TASK INPUTS below:

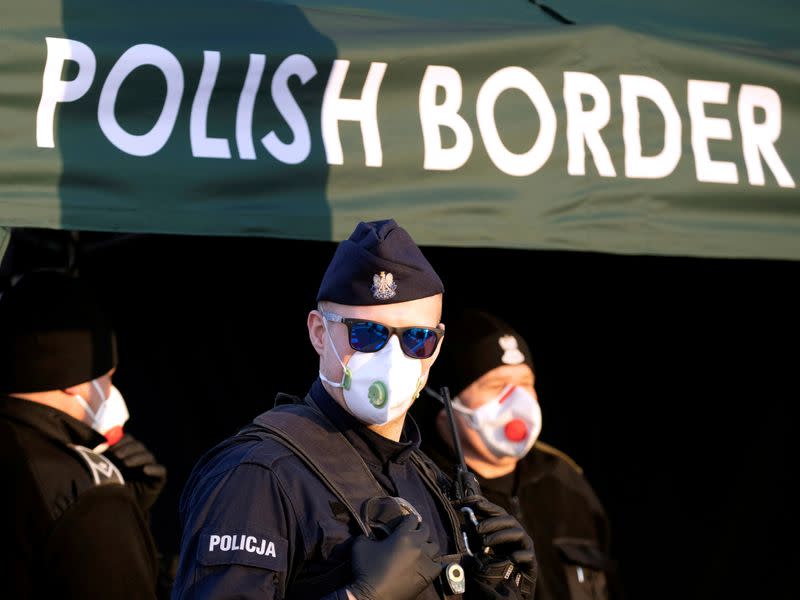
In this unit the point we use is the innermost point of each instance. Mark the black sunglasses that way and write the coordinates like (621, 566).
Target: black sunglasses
(371, 336)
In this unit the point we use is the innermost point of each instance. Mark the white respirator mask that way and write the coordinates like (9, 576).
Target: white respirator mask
(111, 416)
(378, 387)
(509, 424)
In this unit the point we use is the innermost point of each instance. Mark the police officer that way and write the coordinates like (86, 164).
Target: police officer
(71, 526)
(328, 496)
(488, 367)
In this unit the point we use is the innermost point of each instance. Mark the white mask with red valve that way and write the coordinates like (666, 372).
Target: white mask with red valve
(110, 417)
(509, 424)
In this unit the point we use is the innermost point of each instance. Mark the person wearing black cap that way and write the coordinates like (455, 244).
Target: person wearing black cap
(328, 496)
(488, 368)
(71, 524)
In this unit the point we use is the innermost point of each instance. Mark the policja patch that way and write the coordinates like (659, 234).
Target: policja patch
(261, 550)
(103, 470)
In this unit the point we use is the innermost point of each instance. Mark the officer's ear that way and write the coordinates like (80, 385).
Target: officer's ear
(316, 331)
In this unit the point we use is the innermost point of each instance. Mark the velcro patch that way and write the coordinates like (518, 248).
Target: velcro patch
(251, 549)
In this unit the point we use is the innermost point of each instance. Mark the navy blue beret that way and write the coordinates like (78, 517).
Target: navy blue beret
(378, 264)
(477, 342)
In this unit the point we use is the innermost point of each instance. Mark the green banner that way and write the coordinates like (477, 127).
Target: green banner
(471, 123)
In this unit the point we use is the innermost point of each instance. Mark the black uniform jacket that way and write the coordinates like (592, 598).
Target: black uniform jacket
(65, 535)
(257, 523)
(550, 496)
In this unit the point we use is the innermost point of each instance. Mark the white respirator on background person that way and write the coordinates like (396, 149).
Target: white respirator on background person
(110, 416)
(378, 386)
(509, 424)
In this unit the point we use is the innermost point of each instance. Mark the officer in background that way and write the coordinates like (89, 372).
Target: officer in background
(328, 496)
(488, 369)
(74, 522)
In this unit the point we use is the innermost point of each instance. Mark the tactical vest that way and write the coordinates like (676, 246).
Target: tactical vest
(303, 428)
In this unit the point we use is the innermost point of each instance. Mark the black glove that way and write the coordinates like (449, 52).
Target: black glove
(505, 567)
(399, 567)
(142, 473)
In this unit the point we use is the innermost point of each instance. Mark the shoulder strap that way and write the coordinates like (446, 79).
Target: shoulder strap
(307, 432)
(102, 470)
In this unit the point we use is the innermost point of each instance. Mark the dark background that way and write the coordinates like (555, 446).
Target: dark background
(671, 381)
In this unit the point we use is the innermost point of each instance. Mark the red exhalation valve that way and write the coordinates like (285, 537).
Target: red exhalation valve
(516, 430)
(114, 435)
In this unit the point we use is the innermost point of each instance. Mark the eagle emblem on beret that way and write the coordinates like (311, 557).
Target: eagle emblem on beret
(511, 352)
(383, 286)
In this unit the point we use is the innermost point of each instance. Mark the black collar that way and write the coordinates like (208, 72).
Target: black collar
(48, 421)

End of TASK INPUTS.

* _EXERCISE GOAL_
What is needed is an exact printout of every record above, with the pictures left out.

* _RESULT OF THE EXERCISE_
In this unit the point we use is the innermost point of each instance. Mark the black sunglasses that way and write the coordinates like (621, 566).
Target: black sunglasses
(371, 336)
In this unit the point we use is the innermost point of each instance. Mark the white respirator mask that way and write the coordinates like (9, 576).
Target: white respirator mask
(111, 416)
(378, 387)
(509, 424)
In this unit the point we use is the innermost point of each instance. Mark the police officer that way and write the coordinates like (86, 164).
Target: police officer
(71, 526)
(328, 496)
(488, 367)
In this unit the point we use is the innermost point of each instance. Mark the white mask with red valve that way and write the coordinates like (666, 372).
Target: white mask with red valve
(110, 417)
(509, 424)
In this unit the point we use is the innermost point of each instance. Mark the person wearing black cap that way and write the coordinates like (455, 244).
Target: person wearing black cap
(328, 496)
(488, 368)
(71, 524)
In this unit the point we use is the innermost point of each instance. Mark the policja patch that way and write the coordinates like (659, 234).
Target: policja patch
(261, 550)
(103, 470)
In this unit the point we use is the innermost point of each instance. Mark the officer's ear that way and write the coordinates like (80, 385).
Target: officer's ear
(316, 331)
In this unit the point we use is the innermost point of each instance. Mark the velcro patch that way and write the coordinates like (518, 248).
Target: velcro patch
(251, 549)
In this unit the point we use is the innermost point of each instance. Mark the navy blue beret that way and write the coordinates like (78, 517).
Target: navy blue beret
(378, 264)
(477, 342)
In this unit the point we use is the innermost point of each instance. Mark the green banner that way and write the coordinates like (477, 127).
Target: green banner
(471, 123)
In this unit the point we use is the innermost point of each instance. Mark the black uniform jacket that way and write the coordinates like (592, 598).
Target: black uniform jacket
(65, 535)
(257, 523)
(550, 496)
In this unit the point we use is the innermost point of each instance. Mark the white respirator on background person that way and write the coordinates like (396, 149).
Target: white respirator on background person
(110, 416)
(378, 386)
(509, 424)
In this unit the point we use is the innermost point of each instance. Mark the officer in background that way and write the coordinates like (89, 372).
Target: officer in background
(328, 496)
(488, 369)
(74, 522)
In this unit the point we use is the innermost point of each instance. Mark the tactical vest that way and write the coordinates like (676, 246).
Target: tactical vest
(303, 428)
In this unit the point we use is the innermost point of each instance. Mark the black glove that way and write the coordinates like (449, 52).
Target: black glove
(505, 567)
(399, 567)
(142, 473)
In this unit the point we use is the innermost point of each instance. Mark the shoulder strap that way and write the coordinates like (446, 79).
Target: shoulder strap
(307, 432)
(102, 470)
In this unit the point we use is the innermost point of each instance. Mark the dark background that way and write the coordinates like (555, 446).
Target: dark background
(671, 381)
In this unit the point we use is the innermost point of each instance. Mark the red exhalation valve that way and write the coordinates like (285, 537).
Target: red exhalation valve
(516, 430)
(114, 435)
In this unit the point we use is the innermost point of each instance. Mark the eagle emblem on beret that way and write the coordinates like (311, 557).
Target: eagle emblem on beret
(511, 352)
(383, 286)
In this unit the point we use is the innermost point of each instance. Mark the black collar that way and write the coordinates like (208, 72).
Target: black collar
(48, 421)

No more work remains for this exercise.